SOURCE PASSAGE.
+--

Sunday, June 29, 2014

The Missed Meal (6/29/14--More Light Sunday)

The Missed Meal
John Shuck

First Presbyterian Church
Elizabethton, Tennessee

June 29, 2014
More Light Sunday

1 Samuel 18:1-4
When David had finished speaking to Saul, the soul of Jonathan was bound to the soul of David, and Jonathan loved him as his own soul. Saul took him that day and would not let him return to his father’s house. Then Jonathan made a covenant with David, because he loved him as his own soul. Jonathan stripped himself of the robe that he was wearing, and gave it to David, and his armour, and even his sword and his bow and his belt.

1 Samuel 20:30-34
Then Saul’s anger was kindled against Jonathan. He said to him, ‘You son of a perverse, rebellious woman! Do I not know that you have chosen the son of Jesse to your own shame, and to the shame of your mother’s nakedness? For as long as the son of Jesse lives upon the earth, neither you nor your kingdom shall be established. Now send and bring him to me, for he shall surely die.’ Then Jonathan answered his father Saul, ‘Why should he be put to death? What has he done?’ But Saul threw his spear at him to strike him; so Jonathan knew that it was the decision of his father to put David to death. Jonathan rose from the table in fierce anger and ate no food on the second day of the month, for he was grieved for David, and because his father had disgraced him.

1 Samuel 20:41-42
As soon as the boy had gone, David rose from beside the stone heap and prostrated himself with his face to the ground. He bowed three times, and they kissed each other, and wept with each other; David wept the more. Then Jonathan said to David, ‘Go in peace, since both of us have sworn in the name of the Lord, saying, “The Lord shall be between me and you, and between my descendants and your descendants, for ever.” ’ He got up and left; and Jonathan went into the city.

+--

Collection entries:
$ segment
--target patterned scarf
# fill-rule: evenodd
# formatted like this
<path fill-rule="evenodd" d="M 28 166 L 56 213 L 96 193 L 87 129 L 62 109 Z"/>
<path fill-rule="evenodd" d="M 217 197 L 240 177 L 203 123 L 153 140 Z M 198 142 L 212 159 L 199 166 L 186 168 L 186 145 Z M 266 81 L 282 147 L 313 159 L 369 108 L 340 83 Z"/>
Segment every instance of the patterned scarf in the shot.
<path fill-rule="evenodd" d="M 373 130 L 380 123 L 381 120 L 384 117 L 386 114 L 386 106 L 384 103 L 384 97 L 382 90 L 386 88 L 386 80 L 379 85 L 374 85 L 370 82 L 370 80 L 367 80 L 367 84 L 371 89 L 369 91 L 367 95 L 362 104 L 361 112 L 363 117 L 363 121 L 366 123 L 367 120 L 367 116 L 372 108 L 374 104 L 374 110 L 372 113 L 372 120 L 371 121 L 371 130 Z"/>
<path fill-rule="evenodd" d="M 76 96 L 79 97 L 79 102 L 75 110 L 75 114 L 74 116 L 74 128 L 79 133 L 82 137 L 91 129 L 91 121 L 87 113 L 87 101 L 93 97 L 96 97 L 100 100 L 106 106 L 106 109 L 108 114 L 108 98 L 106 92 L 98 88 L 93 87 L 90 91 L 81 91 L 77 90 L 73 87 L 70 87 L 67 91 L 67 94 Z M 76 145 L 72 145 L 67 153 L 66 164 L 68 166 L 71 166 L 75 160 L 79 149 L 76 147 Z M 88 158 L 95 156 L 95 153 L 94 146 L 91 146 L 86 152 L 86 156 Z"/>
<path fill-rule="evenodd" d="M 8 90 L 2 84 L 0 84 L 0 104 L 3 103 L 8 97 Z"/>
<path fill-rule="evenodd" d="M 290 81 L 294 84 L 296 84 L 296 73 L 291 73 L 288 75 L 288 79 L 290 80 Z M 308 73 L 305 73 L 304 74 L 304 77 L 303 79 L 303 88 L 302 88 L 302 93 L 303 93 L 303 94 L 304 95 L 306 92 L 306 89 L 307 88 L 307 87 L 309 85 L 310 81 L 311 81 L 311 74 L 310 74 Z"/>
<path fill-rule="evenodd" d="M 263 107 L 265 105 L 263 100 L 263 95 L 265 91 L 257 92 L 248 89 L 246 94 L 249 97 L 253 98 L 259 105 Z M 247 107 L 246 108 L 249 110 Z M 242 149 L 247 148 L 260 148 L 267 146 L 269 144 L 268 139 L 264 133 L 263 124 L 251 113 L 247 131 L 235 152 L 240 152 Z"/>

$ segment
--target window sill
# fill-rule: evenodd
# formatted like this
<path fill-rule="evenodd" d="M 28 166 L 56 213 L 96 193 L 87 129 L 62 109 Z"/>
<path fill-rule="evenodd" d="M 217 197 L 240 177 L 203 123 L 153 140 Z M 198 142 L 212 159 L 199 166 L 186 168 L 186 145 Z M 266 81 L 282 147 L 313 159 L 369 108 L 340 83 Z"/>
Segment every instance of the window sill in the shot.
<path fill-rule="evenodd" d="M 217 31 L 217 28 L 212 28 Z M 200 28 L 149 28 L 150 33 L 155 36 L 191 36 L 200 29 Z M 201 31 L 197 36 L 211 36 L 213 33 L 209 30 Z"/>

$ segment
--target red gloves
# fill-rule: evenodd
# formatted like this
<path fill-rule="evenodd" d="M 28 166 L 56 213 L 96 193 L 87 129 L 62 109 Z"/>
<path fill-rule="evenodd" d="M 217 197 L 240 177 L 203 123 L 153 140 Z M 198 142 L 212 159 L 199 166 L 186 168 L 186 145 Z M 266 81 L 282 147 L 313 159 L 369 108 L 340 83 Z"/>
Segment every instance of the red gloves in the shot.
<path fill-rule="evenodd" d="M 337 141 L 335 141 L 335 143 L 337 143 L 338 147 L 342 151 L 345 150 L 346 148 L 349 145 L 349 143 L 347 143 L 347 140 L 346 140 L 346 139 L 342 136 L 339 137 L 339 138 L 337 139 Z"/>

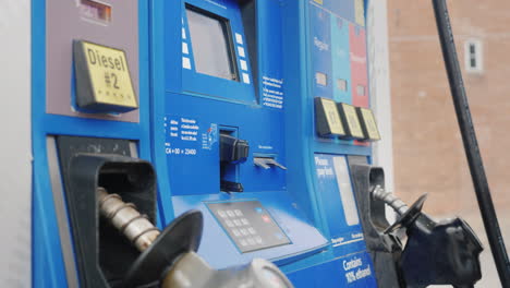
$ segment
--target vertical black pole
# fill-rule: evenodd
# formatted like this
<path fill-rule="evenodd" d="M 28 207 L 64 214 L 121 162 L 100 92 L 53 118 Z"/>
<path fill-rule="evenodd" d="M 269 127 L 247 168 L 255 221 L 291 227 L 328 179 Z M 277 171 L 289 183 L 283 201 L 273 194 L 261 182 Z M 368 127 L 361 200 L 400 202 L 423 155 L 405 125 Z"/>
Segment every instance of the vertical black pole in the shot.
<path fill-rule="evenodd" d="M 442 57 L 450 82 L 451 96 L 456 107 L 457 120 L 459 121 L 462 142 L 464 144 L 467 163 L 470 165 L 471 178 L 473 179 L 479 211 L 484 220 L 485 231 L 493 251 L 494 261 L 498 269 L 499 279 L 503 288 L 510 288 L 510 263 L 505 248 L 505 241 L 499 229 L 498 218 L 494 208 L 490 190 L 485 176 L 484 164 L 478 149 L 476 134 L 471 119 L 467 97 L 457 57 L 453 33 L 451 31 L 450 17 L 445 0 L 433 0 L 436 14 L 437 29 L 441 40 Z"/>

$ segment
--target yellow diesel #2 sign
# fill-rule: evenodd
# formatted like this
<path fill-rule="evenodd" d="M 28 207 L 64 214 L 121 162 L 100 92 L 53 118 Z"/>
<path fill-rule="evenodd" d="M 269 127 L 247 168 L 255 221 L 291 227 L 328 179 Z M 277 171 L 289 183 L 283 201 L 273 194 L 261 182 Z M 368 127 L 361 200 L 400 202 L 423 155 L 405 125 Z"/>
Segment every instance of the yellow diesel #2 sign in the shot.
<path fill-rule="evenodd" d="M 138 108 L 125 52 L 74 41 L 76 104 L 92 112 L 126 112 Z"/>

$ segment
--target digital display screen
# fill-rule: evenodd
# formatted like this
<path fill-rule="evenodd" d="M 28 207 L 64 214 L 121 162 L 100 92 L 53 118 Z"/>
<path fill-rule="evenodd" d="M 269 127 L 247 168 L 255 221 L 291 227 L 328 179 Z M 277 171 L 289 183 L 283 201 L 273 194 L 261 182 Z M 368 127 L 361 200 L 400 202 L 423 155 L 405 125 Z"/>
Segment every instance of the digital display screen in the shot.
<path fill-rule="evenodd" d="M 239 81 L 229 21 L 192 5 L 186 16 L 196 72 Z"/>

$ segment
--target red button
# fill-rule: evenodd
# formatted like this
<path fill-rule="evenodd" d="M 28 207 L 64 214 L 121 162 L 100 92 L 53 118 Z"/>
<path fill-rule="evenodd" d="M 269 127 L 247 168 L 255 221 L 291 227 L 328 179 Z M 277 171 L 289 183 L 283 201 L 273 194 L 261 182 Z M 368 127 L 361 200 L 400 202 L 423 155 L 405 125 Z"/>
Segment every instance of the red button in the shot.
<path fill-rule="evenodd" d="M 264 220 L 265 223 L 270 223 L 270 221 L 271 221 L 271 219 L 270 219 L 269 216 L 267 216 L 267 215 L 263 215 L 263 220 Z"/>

+--

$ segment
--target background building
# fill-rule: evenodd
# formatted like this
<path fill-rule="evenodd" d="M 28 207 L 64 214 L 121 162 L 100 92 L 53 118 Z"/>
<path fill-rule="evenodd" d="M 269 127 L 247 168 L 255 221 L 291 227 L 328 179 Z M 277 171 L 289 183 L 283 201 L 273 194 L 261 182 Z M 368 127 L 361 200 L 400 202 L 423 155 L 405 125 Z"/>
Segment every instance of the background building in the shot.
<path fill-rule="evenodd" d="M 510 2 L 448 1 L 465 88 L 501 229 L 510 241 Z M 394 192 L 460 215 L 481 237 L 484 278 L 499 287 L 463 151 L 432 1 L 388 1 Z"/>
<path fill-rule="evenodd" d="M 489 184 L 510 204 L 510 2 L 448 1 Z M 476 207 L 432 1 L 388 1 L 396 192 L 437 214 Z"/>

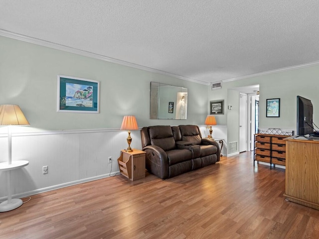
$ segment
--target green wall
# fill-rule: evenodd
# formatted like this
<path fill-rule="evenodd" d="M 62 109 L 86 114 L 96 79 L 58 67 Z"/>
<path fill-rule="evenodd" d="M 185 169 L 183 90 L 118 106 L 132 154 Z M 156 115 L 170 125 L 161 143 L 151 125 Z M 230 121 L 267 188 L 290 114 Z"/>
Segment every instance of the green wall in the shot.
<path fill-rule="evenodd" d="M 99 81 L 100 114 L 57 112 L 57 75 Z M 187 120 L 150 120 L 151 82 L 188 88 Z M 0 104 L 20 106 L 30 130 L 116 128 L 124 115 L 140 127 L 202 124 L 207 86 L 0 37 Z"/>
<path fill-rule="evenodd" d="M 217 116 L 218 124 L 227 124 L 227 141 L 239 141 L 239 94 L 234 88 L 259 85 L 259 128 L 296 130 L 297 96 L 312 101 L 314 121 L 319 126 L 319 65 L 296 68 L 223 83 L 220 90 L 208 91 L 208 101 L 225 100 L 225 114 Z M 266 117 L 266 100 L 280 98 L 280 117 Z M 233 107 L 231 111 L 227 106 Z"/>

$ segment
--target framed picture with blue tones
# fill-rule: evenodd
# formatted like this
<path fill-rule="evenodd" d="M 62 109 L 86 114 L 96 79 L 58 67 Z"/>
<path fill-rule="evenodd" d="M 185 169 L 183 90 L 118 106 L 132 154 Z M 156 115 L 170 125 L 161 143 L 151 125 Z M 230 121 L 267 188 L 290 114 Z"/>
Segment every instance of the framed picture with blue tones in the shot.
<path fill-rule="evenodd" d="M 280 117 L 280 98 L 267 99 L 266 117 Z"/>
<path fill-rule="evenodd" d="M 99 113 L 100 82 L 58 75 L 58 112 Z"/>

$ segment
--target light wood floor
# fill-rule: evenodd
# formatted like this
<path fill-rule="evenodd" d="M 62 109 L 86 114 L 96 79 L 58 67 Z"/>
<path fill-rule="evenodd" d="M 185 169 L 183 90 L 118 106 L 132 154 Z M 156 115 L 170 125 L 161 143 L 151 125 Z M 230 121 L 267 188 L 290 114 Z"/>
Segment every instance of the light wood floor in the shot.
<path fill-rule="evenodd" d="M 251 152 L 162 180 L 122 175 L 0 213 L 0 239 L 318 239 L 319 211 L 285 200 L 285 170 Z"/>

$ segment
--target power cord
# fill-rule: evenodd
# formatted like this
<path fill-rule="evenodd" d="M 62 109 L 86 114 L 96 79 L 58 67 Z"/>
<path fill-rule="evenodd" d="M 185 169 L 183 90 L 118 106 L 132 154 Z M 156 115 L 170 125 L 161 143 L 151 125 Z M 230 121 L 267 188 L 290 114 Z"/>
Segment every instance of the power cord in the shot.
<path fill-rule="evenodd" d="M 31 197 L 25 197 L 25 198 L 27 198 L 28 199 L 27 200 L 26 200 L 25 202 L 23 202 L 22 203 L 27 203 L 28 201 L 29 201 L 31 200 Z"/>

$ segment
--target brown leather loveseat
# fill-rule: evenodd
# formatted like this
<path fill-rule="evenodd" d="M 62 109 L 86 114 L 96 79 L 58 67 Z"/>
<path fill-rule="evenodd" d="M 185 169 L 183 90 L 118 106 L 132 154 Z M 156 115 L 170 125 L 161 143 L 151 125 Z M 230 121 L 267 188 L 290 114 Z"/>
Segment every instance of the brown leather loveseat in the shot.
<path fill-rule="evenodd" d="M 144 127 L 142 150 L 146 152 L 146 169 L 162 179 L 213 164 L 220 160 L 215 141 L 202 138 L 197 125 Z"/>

+--

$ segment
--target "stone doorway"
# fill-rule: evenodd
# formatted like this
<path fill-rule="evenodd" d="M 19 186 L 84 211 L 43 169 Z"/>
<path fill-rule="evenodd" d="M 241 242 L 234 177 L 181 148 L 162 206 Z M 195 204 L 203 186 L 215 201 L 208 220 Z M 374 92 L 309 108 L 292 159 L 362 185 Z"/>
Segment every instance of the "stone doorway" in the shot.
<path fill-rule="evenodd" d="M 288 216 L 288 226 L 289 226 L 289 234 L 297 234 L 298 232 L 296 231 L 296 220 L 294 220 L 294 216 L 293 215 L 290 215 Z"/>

+--

GOALS.
(A) Transcribe the sermon page from "1 Samuel 20:30-34" down to "had disgraced him.".
(B) In the sermon page, what did Saul throw at Jonathan?
The records are not required for this work.

ANSWERS TO THE PROBLEMS.
(A)
1 Samuel 20:30-34
Then Saul’s anger was kindled against Jonathan. He said to him, ‘You son of a perverse, rebellious woman! Do I not know that you have chosen the son of Jesse to your own shame, and to the shame of your mother’s nakedness? For as long as the son of Jesse lives upon the earth, neither you nor your kingdom shall be established. Now send and bring him to me, for he shall surely die.’ Then Jonathan answered his father Saul, ‘Why should he be put to death? What has he done?’ But Saul threw his spear at him to strike him; so Jonathan knew that it was the decision of his father to put David to death. Jonathan rose from the table in fierce anger and ate no food on the second day of the month, for he was grieved for David, and because his father had disgraced him.

(B) His spear.